Pull out every line in the records below that contains the string "detect", and copy each one in full.

(TASK DATA)
━━━━━━━━━━━━━━━━━━━━
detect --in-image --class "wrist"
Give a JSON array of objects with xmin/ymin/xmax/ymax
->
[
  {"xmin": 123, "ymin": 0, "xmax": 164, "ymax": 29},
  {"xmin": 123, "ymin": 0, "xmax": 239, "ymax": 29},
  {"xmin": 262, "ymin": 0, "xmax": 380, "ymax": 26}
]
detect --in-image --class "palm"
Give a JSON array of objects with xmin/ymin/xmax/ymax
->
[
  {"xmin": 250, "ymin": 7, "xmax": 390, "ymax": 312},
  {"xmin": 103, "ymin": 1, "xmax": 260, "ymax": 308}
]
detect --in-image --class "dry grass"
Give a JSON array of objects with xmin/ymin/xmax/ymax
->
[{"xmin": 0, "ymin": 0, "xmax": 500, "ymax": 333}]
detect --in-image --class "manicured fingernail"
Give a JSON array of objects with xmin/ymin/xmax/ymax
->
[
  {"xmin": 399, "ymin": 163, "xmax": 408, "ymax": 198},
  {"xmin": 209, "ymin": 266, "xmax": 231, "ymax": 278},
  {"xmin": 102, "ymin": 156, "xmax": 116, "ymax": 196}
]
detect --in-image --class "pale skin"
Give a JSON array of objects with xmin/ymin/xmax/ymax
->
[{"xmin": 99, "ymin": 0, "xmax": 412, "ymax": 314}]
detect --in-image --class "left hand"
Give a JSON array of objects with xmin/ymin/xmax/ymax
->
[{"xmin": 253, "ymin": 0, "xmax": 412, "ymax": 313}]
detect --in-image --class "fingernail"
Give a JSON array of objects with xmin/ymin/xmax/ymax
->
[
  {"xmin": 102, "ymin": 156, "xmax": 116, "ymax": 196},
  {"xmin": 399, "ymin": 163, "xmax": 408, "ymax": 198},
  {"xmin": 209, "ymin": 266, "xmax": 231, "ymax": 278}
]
━━━━━━━━━━━━━━━━━━━━
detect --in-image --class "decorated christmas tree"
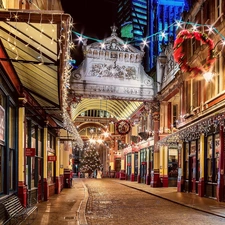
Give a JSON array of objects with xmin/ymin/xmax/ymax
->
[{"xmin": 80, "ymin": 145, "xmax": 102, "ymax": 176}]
━━━━━━━━━━━━━━━━━━━━
(IN RESPONSE)
detect --in-image --class "wrist"
detect --in-image --class "palm"
detect --in-image --class "dry grass"
detect --in-image --class "manicured fingernail"
detect --in-image --class "pale skin"
detect --in-image --class "left hand"
detect --in-image --class "fingernail"
detect --in-image --class "decorated christmas tree"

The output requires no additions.